## ACTIONS TO TAKE
(a) In the AppleTV post below, why does the writer want movie rentals on the iTunes music store? Answer in one to three sentences.
(b) Answer these questions from the AppleTV post below:
(i) What was added to AppleTV a month after its release?
(ii) What device does the writer name as the model for reaching AppleTV directly from an iPod or iPhone?
(iii) Who was asked specifically about the Apple TV during an announcement?

## PROVIDED PASSAGE

I think they need to just focus on getting the devices to do more rather than trying to run the monopoly.

Things that would save AppleTV:
1. Turn it into a Netflix Box - allow movies to be dowloaded through Netflix.
2. Allow access directly to the AppleTV through devices like the iPOD and iPhone (ala slingbox)
3. Allow movie rentals on iTunes music store. I've said it once and I'll say it again... MOST people do not want to buy movies. They take up too much space whether it be in DVD format or stored on your hard drive.

As of right now, it's pretty weak... When they came out with Youtube a month after the release, I figured they would have another update relatively soon after, but nothing.
post #7 of 43
A few weeks ago, during some sort of announcement (forgive me--I know not which one), Steve Jobs and another Apple guy were asked specifically about the Apple TV. Steve's answer was something like (paraphrasing) "we're not going to answer that now but we will have news about that very soon".

## DATA FOR ANALYSIS

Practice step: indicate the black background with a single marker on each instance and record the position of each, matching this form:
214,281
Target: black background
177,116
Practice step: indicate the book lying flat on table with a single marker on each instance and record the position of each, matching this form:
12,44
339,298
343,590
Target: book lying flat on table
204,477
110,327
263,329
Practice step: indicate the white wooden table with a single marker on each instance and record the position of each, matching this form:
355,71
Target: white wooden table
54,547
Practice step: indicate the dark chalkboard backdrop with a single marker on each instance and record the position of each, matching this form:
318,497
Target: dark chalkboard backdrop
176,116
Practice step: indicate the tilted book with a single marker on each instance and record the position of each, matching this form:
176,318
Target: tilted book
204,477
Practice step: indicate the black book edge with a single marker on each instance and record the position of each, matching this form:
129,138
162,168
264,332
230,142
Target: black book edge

## TASK-BY-TASK SOLUTIONS
(a) The writer says most people do not want to buy movies. Bought movies take up too much space, whether on DVD or stored on a hard drive.

(b)
(i) Youtube.
(ii) The slingbox.
(iii) Steve Jobs and another Apple guy.